• _YOUR ASSIGNMENT_:
Your answer should be the exact lines of the records, starting with the one containing "Would you mind marking the sky" and running to the end.

• _Point-per-instance localization data_:
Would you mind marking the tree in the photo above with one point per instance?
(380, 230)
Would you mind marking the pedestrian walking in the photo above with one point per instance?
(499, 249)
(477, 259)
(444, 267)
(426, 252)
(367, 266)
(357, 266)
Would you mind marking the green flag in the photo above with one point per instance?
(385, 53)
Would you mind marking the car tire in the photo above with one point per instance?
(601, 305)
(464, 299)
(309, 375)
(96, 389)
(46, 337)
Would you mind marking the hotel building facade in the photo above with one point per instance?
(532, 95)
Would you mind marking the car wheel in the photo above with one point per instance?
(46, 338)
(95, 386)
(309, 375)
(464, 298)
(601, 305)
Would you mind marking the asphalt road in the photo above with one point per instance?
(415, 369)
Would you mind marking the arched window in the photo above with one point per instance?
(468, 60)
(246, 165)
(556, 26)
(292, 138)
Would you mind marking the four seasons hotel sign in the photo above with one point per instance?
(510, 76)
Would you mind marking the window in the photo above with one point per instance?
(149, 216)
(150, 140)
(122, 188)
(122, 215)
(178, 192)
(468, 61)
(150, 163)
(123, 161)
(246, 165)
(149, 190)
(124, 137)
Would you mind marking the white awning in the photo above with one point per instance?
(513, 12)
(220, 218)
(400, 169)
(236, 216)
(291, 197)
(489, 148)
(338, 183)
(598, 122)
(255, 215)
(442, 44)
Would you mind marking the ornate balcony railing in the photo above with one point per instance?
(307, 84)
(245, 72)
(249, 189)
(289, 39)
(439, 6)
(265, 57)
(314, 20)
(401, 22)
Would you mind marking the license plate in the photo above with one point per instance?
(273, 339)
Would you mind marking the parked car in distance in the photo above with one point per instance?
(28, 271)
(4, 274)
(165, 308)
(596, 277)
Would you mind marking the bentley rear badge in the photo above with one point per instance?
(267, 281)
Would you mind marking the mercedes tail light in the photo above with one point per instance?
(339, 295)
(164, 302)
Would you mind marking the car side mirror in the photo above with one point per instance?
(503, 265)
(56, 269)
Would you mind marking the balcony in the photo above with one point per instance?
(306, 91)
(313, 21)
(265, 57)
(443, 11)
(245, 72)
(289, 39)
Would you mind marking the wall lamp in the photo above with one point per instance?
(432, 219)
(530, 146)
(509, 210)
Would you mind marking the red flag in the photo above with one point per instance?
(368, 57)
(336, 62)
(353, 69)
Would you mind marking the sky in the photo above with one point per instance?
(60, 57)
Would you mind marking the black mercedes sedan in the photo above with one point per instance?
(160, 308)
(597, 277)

• _FINISHED TASK_:
Would you mind marking the sky in the photo above with one point per instance?
(60, 57)
Would you mind marking the black mercedes sedan in the photo above with one point per instance?
(160, 308)
(597, 277)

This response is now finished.